▶ **How to complete this task**:
Within the records below, find each line with the word "leaf" and copy it out.

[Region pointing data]
BEGIN

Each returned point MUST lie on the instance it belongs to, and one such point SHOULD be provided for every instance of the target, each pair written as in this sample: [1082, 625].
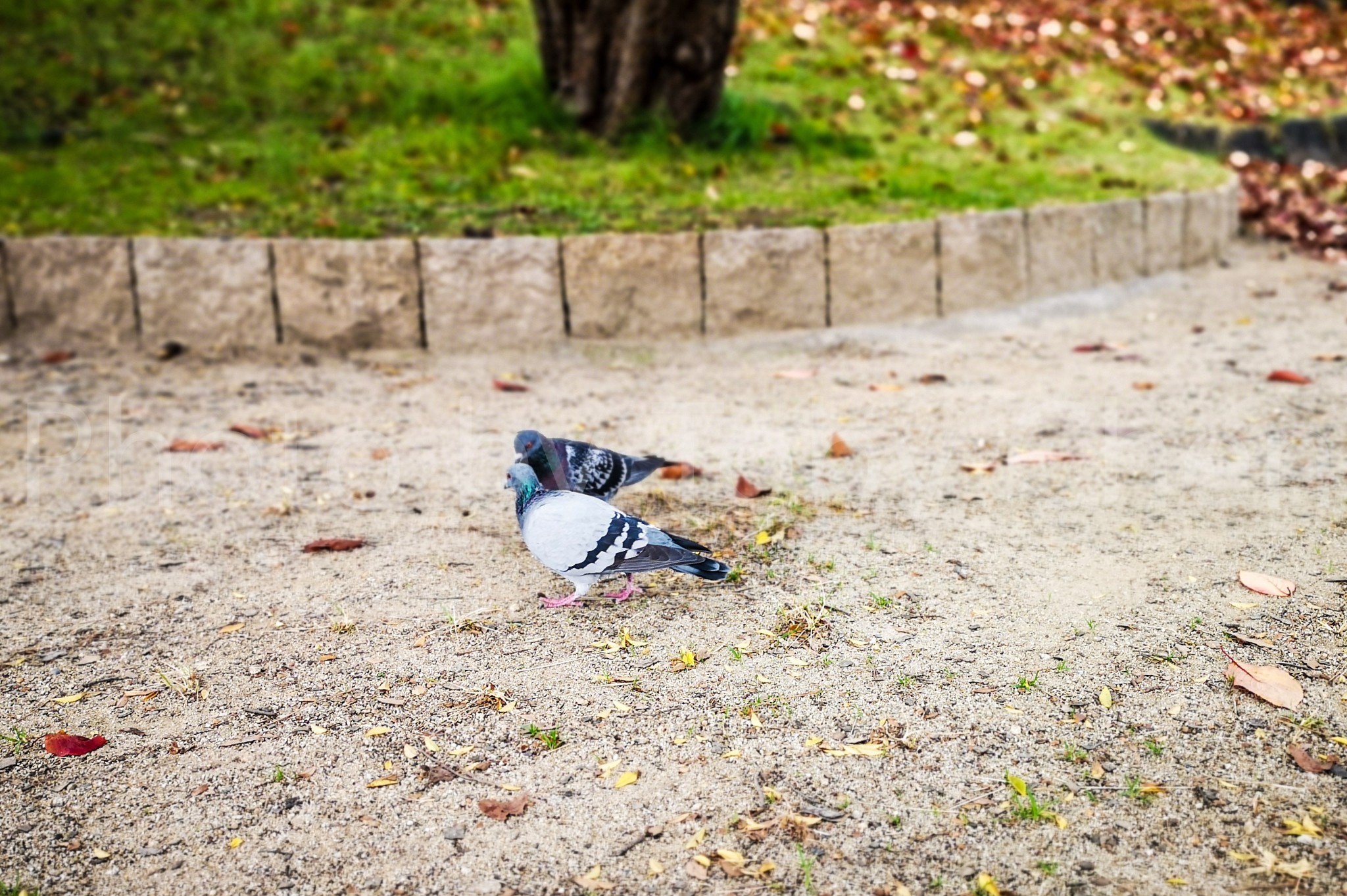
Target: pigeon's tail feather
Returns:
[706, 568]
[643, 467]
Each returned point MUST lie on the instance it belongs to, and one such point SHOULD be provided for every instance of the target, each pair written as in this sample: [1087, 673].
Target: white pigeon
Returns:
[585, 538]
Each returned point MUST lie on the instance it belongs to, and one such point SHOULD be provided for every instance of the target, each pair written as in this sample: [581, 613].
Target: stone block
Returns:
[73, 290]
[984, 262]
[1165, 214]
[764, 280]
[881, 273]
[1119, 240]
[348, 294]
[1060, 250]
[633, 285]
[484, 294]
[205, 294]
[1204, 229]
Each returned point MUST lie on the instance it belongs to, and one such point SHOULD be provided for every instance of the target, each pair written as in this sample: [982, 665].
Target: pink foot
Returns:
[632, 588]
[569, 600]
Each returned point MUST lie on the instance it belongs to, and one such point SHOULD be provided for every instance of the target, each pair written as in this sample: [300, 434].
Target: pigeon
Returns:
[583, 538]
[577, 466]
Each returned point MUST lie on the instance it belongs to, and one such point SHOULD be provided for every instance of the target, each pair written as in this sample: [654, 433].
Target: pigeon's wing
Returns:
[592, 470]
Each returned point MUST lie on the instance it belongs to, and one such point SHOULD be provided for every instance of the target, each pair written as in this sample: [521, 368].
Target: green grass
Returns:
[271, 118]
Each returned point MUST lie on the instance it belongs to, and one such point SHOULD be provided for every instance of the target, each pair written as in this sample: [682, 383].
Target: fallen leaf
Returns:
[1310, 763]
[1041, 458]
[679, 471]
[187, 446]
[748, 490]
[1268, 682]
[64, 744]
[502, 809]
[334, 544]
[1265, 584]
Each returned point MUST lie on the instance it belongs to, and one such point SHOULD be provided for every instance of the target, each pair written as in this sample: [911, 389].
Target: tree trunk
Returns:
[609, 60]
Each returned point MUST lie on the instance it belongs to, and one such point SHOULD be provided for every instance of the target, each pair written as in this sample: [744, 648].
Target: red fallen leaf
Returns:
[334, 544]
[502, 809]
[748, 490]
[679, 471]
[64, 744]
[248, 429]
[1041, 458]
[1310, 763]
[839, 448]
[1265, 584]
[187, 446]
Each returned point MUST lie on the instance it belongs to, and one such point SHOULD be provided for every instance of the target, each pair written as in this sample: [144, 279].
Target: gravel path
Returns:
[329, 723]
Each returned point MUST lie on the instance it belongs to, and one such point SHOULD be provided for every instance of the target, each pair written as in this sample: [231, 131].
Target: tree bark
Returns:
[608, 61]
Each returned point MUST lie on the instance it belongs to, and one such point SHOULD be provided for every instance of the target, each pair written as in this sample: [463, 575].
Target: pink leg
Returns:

END

▶ **Written answer**:
Target: fallen leaf
Target: red fallen leaf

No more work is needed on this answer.